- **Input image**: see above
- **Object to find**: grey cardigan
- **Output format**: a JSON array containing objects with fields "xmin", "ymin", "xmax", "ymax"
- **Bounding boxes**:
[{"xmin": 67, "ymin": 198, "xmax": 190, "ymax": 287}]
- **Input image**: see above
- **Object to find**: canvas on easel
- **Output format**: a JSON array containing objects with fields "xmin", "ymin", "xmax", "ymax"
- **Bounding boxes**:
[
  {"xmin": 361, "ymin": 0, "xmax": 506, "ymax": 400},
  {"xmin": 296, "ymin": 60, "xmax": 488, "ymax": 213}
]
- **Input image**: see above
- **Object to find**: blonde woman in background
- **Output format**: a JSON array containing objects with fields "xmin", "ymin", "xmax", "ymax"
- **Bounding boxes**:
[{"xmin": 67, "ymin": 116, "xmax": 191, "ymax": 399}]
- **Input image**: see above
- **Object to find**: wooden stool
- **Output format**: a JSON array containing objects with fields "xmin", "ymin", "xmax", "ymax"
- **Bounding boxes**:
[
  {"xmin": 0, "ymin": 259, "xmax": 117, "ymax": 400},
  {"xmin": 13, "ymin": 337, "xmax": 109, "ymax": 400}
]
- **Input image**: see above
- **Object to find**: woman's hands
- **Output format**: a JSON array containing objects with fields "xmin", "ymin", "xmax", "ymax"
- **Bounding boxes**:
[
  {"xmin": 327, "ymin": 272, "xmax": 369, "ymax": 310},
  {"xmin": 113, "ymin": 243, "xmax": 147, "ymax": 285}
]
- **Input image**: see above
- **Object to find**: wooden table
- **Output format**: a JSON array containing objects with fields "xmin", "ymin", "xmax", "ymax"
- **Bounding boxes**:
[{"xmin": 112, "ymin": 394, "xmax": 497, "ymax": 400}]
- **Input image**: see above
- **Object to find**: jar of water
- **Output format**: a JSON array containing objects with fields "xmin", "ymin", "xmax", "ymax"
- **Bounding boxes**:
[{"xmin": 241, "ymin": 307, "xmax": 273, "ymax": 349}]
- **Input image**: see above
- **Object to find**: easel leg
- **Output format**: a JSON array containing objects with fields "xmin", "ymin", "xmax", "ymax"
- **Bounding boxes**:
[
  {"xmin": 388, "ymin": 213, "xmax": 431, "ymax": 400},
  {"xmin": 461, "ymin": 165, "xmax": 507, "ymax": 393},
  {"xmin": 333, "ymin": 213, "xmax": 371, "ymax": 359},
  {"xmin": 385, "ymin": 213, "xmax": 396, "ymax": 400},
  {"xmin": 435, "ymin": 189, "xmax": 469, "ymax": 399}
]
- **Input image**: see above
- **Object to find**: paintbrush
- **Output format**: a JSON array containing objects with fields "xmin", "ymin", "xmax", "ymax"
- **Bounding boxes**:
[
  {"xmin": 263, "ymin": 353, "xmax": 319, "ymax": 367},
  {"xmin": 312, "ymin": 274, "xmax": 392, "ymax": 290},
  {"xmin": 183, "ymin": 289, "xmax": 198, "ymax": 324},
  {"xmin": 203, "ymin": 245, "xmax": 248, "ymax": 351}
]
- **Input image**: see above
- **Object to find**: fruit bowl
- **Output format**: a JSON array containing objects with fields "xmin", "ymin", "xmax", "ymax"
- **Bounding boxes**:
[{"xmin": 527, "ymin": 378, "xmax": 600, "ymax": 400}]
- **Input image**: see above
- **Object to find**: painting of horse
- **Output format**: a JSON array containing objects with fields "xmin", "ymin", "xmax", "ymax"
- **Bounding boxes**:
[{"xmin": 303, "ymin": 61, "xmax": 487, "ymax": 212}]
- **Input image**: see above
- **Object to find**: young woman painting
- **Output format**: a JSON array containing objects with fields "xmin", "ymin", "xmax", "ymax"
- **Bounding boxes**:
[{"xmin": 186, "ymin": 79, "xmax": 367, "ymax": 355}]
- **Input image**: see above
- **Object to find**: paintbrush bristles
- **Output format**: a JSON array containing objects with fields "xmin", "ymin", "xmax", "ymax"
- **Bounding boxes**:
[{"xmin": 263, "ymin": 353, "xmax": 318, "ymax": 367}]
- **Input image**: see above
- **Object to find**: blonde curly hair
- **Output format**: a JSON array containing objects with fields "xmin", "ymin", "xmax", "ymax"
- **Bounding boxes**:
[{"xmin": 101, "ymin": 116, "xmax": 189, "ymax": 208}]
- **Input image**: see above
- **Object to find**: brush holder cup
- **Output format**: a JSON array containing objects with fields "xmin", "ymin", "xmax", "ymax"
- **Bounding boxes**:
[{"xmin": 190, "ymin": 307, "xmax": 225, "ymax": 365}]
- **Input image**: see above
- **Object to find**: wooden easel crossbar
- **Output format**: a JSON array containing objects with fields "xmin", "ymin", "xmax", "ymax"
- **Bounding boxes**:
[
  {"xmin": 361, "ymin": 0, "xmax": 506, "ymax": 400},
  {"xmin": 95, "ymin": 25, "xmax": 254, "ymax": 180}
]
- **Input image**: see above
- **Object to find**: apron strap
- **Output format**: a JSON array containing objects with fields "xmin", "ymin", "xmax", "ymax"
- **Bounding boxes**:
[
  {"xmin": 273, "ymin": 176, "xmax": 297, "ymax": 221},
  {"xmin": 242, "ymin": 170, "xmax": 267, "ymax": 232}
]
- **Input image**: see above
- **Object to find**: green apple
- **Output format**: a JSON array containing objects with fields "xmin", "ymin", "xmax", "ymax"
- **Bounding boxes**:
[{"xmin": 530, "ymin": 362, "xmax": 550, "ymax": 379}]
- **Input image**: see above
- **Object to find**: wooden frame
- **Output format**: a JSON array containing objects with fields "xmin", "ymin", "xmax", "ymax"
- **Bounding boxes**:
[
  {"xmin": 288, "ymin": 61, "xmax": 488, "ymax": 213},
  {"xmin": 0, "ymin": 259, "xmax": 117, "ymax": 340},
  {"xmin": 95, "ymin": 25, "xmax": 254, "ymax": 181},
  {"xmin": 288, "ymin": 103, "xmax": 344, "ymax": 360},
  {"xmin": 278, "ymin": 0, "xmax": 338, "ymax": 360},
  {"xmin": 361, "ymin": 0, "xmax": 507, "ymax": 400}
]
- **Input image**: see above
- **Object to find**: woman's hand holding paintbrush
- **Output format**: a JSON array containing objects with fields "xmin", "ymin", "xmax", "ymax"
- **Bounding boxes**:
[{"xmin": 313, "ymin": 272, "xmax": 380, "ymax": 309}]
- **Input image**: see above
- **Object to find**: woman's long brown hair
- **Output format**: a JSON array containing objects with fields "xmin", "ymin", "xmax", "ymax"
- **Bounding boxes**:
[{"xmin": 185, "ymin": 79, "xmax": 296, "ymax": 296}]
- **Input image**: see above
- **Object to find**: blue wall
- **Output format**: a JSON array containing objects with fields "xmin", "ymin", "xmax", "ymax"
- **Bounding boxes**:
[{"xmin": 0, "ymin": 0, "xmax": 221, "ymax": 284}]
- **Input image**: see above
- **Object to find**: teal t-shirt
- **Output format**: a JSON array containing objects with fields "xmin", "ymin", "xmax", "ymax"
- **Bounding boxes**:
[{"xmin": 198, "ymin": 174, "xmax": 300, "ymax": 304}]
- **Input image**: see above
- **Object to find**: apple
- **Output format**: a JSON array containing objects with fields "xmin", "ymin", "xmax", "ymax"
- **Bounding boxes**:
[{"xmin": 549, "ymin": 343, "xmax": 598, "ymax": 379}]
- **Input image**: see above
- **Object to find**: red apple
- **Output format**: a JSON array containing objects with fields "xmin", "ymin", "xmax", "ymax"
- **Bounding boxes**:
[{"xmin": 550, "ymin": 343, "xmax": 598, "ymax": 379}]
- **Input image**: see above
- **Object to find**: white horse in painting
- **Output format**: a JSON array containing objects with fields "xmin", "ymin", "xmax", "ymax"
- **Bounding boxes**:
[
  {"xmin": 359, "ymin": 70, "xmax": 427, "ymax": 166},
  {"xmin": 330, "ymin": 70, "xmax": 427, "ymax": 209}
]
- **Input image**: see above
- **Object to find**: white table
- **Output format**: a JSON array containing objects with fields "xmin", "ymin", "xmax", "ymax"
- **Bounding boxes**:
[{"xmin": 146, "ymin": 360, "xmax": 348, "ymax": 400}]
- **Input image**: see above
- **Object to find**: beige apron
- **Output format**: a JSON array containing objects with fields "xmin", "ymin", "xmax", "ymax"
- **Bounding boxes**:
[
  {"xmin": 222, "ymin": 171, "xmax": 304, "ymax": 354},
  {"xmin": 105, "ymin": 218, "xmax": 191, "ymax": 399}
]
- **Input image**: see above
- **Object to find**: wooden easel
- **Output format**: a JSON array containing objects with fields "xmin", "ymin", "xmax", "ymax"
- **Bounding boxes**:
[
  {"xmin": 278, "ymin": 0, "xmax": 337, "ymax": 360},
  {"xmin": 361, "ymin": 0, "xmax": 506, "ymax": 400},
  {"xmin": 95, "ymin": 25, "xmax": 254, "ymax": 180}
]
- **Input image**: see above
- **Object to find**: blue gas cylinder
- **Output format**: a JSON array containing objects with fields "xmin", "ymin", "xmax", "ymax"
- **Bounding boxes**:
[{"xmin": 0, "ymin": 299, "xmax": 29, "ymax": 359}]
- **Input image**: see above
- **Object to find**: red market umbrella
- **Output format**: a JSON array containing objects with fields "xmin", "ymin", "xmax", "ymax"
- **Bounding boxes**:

**WHAT TO PRODUCE**
Please count the lines of the records above that contain the string "wooden", treating case as significant, and give only the number.

**ANSWER TO THE PROBLEM**
5